Task to complete | Read the records beneath this task and copy every line that contains the string "flooded".

Supplied material |
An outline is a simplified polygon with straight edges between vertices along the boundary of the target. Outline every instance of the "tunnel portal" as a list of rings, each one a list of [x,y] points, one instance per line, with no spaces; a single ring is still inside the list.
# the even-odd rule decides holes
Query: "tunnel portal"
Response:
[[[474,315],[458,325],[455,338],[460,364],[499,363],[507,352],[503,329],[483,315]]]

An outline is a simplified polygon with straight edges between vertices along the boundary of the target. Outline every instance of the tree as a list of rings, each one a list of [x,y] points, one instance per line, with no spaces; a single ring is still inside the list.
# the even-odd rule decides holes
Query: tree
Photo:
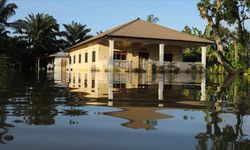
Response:
[[[7,4],[7,0],[0,0],[0,24],[8,25],[8,18],[15,14],[17,5],[14,3]]]
[[[213,2],[211,2],[211,0],[201,0],[201,2],[197,4],[197,7],[200,11],[201,17],[207,20],[208,25],[212,30],[213,38],[217,46],[217,61],[226,69],[229,74],[235,74],[235,69],[225,59],[224,47],[222,44],[222,38],[220,36],[220,27],[222,26],[221,21],[223,20],[223,5],[221,0],[213,0]]]
[[[102,34],[102,33],[103,33],[102,30],[96,32],[97,35]]]
[[[250,1],[249,0],[224,0],[223,11],[225,20],[229,25],[236,24],[237,42],[241,43],[246,54],[245,63],[249,63],[249,36],[245,27],[246,20],[250,19]]]
[[[72,21],[70,24],[63,24],[63,26],[66,30],[63,31],[63,35],[66,37],[67,46],[75,45],[92,37],[89,35],[91,29],[86,28],[87,25]]]
[[[7,0],[0,0],[0,54],[4,53],[3,49],[9,46],[7,39],[9,31],[6,30],[6,26],[9,25],[8,19],[15,14],[17,8],[14,3],[7,3]]]
[[[159,21],[159,18],[158,17],[155,17],[155,15],[151,14],[151,15],[148,15],[147,16],[147,19],[146,19],[148,22],[151,22],[151,23],[156,23]]]
[[[44,56],[46,53],[58,51],[59,24],[49,14],[29,14],[24,20],[20,19],[13,23],[21,40],[28,43],[34,50],[34,57]]]

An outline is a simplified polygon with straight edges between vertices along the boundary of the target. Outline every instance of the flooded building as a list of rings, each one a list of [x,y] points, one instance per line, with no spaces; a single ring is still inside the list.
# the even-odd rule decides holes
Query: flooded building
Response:
[[[205,46],[211,44],[209,40],[136,19],[68,48],[67,68],[151,71],[153,66],[175,66],[184,71],[190,68],[190,62],[183,62],[183,50],[200,46],[202,61],[194,64],[205,68]]]

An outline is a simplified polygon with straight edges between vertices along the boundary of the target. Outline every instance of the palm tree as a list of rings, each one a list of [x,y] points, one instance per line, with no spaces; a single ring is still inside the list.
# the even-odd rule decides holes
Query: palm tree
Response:
[[[159,21],[159,18],[158,17],[155,17],[155,15],[151,14],[151,15],[148,15],[147,16],[147,19],[146,19],[148,22],[151,22],[151,23],[156,23]]]
[[[97,35],[102,34],[102,33],[103,33],[102,30],[96,32]]]
[[[8,25],[7,19],[15,14],[16,8],[16,4],[7,4],[7,0],[0,0],[0,23]]]
[[[69,24],[63,24],[63,26],[65,28],[63,35],[66,37],[67,46],[72,46],[92,37],[88,34],[91,29],[86,28],[87,25],[72,21]]]
[[[0,24],[0,41],[2,39],[6,38],[8,33],[9,33],[9,31],[5,30],[4,25]]]
[[[35,56],[43,56],[58,50],[59,24],[49,14],[29,14],[25,20],[13,23],[22,40],[27,41],[29,47],[36,50]]]

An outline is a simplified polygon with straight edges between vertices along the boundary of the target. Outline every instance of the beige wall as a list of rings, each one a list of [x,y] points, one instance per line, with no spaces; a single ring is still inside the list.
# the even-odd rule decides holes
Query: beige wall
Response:
[[[96,52],[95,62],[92,62],[92,52]],[[85,53],[88,53],[88,62],[85,62]],[[81,63],[79,63],[79,54],[81,54]],[[89,47],[80,48],[75,51],[69,52],[69,56],[71,57],[71,64],[68,63],[68,70],[81,70],[81,71],[91,71],[95,70],[99,63],[99,45],[92,45]],[[75,56],[75,63],[74,63]]]
[[[116,48],[116,47],[115,47]],[[92,62],[92,51],[96,51],[96,61]],[[127,51],[127,63],[128,66],[132,66],[132,69],[139,67],[139,56],[140,52],[148,52],[149,53],[149,62],[158,62],[159,61],[159,46],[142,46],[140,44],[134,45],[131,48],[115,51]],[[85,63],[85,53],[88,53],[88,62]],[[189,65],[182,65],[183,60],[183,50],[181,47],[171,47],[165,46],[164,53],[173,54],[173,61],[176,64],[180,64],[179,66],[184,66],[184,69],[189,67]],[[82,60],[79,63],[79,54],[81,54]],[[68,64],[68,70],[79,70],[79,71],[91,71],[91,70],[99,70],[104,71],[108,69],[108,61],[109,61],[109,47],[101,44],[94,44],[88,47],[80,47],[75,49],[74,51],[69,52],[71,57],[71,64]],[[73,63],[73,58],[76,57],[76,62]],[[183,70],[184,70],[183,69]]]

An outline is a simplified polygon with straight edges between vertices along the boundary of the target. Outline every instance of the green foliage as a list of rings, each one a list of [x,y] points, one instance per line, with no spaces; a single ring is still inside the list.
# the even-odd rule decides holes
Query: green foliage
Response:
[[[170,62],[166,67],[160,69],[160,71],[168,72],[168,73],[180,73],[180,68],[175,65],[175,63]]]
[[[199,30],[195,27],[189,27],[185,26],[182,32],[199,36],[206,39],[211,39],[211,28],[209,26],[206,26],[204,32]],[[208,48],[210,49],[210,47]],[[194,47],[194,48],[186,48],[183,51],[183,61],[184,62],[199,62],[201,61],[201,48],[200,47]]]
[[[17,5],[15,3],[7,3],[7,0],[0,0],[0,24],[8,25],[7,20],[15,14]]]
[[[240,43],[243,46],[241,49],[241,52],[243,52],[241,54],[243,56],[242,60],[245,61],[245,67],[249,65],[249,44],[247,44],[249,36],[245,28],[245,21],[250,19],[249,3],[248,0],[201,0],[197,4],[201,17],[206,19],[208,25],[212,28],[213,38],[217,44],[217,51],[220,52],[220,55],[217,55],[218,62],[230,73],[232,72],[232,68],[234,70],[242,70],[242,66],[240,65],[243,65],[241,62],[230,60],[234,57],[228,57],[230,51],[233,50],[232,48],[228,49],[228,46],[233,42]],[[234,26],[235,31],[231,32],[228,28],[223,27],[221,21]]]
[[[164,66],[159,66],[158,67],[158,73],[165,73],[165,67]],[[170,72],[169,72],[170,73]]]
[[[202,73],[204,68],[200,64],[189,64],[190,72],[189,73]]]
[[[225,74],[226,73],[224,67],[220,64],[214,64],[212,66],[209,66],[208,72],[210,74]]]
[[[92,37],[89,35],[91,29],[86,28],[87,25],[72,21],[70,24],[63,24],[63,26],[65,31],[62,33],[66,37],[68,47]]]
[[[133,69],[133,72],[135,72],[135,73],[145,73],[146,70],[144,70],[142,68],[135,68],[135,69]]]
[[[152,73],[153,74],[157,73],[157,65],[156,64],[152,64]]]
[[[244,75],[250,75],[250,68],[248,68],[246,71],[245,71],[245,73],[244,73]]]
[[[113,72],[114,72],[114,73],[119,73],[119,72],[121,72],[121,70],[120,70],[119,68],[114,68],[114,69],[113,69]]]
[[[15,33],[21,35],[20,39],[34,50],[36,57],[59,50],[59,24],[49,14],[29,14],[24,20],[19,19],[13,23],[12,27],[16,30]]]
[[[155,17],[155,15],[151,14],[151,15],[148,15],[147,16],[147,19],[146,19],[148,22],[151,22],[151,23],[157,23],[159,21],[159,18],[158,17]]]
[[[97,35],[102,34],[102,33],[103,33],[102,30],[96,32]]]
[[[0,55],[0,77],[10,76],[15,72],[14,66],[6,55]]]

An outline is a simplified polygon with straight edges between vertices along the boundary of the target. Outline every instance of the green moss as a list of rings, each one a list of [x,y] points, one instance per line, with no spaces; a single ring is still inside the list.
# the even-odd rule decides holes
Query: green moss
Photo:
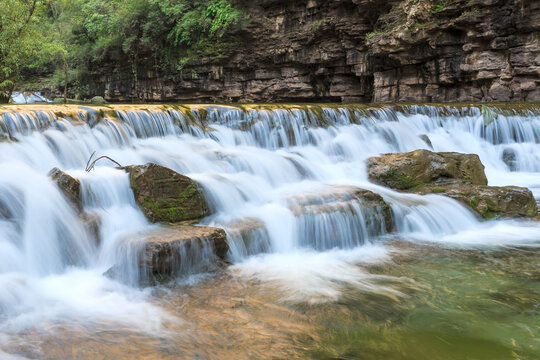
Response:
[[[111,119],[118,119],[118,113],[116,112],[116,110],[107,111],[107,116]]]
[[[529,207],[529,210],[527,210],[527,217],[535,217],[538,215],[538,209],[536,206]]]
[[[440,194],[440,193],[443,193],[445,191],[446,191],[446,188],[443,188],[443,187],[431,188],[431,192],[434,193],[434,194]]]
[[[394,170],[390,170],[386,175],[386,181],[392,184],[392,187],[407,190],[412,188],[419,188],[424,186],[423,182],[414,181],[409,178],[407,175],[398,173]]]
[[[131,185],[131,190],[133,190],[133,195],[135,198],[139,196],[139,187],[137,186],[137,182],[135,181],[135,176],[133,174],[129,174],[129,183]]]
[[[312,32],[317,32],[324,25],[324,19],[320,19],[309,24],[309,28]]]
[[[485,201],[487,204],[487,209],[480,211],[478,209],[478,204],[480,201]],[[493,219],[500,215],[501,211],[497,208],[495,203],[489,197],[475,196],[472,200],[469,201],[469,206],[471,209],[479,213],[485,220]]]
[[[440,1],[438,1],[437,4],[435,4],[435,6],[431,9],[431,13],[432,13],[432,14],[440,13],[441,11],[444,10],[445,7],[446,7],[446,0],[440,0]]]
[[[480,197],[475,196],[474,198],[472,198],[472,200],[469,201],[469,206],[473,208],[474,210],[476,210],[476,206],[478,206],[479,202],[480,202]]]
[[[202,201],[197,187],[190,184],[176,199],[163,199],[158,202],[152,197],[145,197],[141,202],[141,206],[148,210],[147,213],[149,213],[148,215],[153,221],[178,223],[199,219],[204,216],[203,209],[200,207]]]

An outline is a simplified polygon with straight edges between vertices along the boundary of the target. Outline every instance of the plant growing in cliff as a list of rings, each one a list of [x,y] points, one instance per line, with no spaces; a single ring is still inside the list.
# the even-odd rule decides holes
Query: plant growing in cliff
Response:
[[[158,3],[165,15],[174,19],[167,39],[172,47],[181,49],[179,69],[191,58],[221,56],[230,45],[222,38],[247,20],[247,16],[229,0],[206,0],[198,4],[165,0]]]

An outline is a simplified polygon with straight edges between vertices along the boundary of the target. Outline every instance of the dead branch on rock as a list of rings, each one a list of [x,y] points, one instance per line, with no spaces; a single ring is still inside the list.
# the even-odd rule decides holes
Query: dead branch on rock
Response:
[[[86,172],[90,172],[91,170],[94,169],[95,165],[96,165],[96,162],[98,162],[99,160],[101,159],[107,159],[109,161],[112,161],[113,163],[115,163],[116,165],[118,166],[122,166],[118,163],[118,161],[114,160],[114,159],[111,159],[110,157],[108,157],[107,155],[103,155],[103,156],[100,156],[98,157],[97,159],[95,159],[94,161],[92,161],[92,158],[94,157],[94,155],[96,154],[96,151],[94,150],[94,152],[92,153],[92,155],[90,155],[90,158],[88,159],[88,162],[86,163],[86,168],[84,169]],[[92,162],[90,162],[92,161]]]

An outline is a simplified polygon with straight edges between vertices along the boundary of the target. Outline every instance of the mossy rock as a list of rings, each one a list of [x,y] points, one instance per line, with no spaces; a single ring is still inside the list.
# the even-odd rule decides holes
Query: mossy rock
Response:
[[[210,214],[201,187],[187,176],[166,167],[127,166],[135,200],[152,222],[198,221]]]
[[[448,180],[487,185],[484,165],[476,154],[429,150],[382,154],[368,159],[367,167],[371,181],[398,190]]]
[[[92,105],[105,105],[107,102],[101,96],[94,96],[90,99],[90,104]]]
[[[441,194],[461,202],[486,220],[492,218],[532,218],[538,208],[532,192],[518,186],[486,186],[449,183],[445,187],[426,185],[416,194]]]

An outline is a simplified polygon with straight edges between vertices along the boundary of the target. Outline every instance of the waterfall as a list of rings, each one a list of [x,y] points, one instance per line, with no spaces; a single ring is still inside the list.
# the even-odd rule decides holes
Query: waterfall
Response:
[[[215,210],[201,224],[225,229],[234,268],[249,276],[286,281],[289,271],[268,274],[260,266],[283,261],[304,264],[304,270],[325,279],[321,286],[331,286],[355,271],[346,264],[366,258],[358,249],[386,256],[377,244],[390,236],[476,245],[540,241],[533,223],[482,223],[454,200],[374,185],[365,166],[370,156],[420,148],[476,153],[490,185],[526,186],[540,200],[537,109],[493,108],[496,116],[489,118],[474,106],[0,111],[0,321],[39,312],[21,297],[43,294],[51,278],[59,288],[70,286],[74,271],[94,279],[92,294],[77,294],[88,295],[100,309],[110,306],[104,292],[142,296],[130,293],[140,275],[143,243],[137,239],[156,226],[136,206],[124,171],[106,161],[84,171],[94,150],[122,165],[153,162],[198,181]],[[76,211],[48,179],[53,167],[81,181],[83,211],[101,222],[99,244],[92,243]],[[353,195],[356,189],[380,194],[390,204],[395,234],[383,226],[380,209],[366,208]],[[506,240],[496,236],[500,230]],[[203,258],[210,256],[205,249]],[[327,270],[319,265],[328,265]],[[112,267],[121,283],[102,276]],[[129,296],[120,303],[129,303]],[[73,309],[83,308],[70,299],[79,304]],[[127,313],[119,311],[122,319],[138,311],[126,308]]]

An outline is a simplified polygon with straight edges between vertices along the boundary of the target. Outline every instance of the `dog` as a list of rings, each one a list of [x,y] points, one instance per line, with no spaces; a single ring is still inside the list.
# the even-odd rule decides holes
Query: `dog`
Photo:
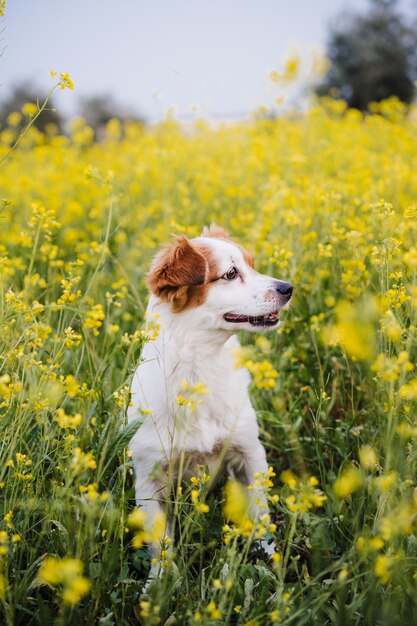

Response area |
An outline is a simplified polygon with straight edges between vertices along the boundary of the target. Outline every instance of the flooded building as a list of rings, each one a list of [x,y] points, one instance per line, with no spaces; a single ring is still inside the list.
Query: flooded building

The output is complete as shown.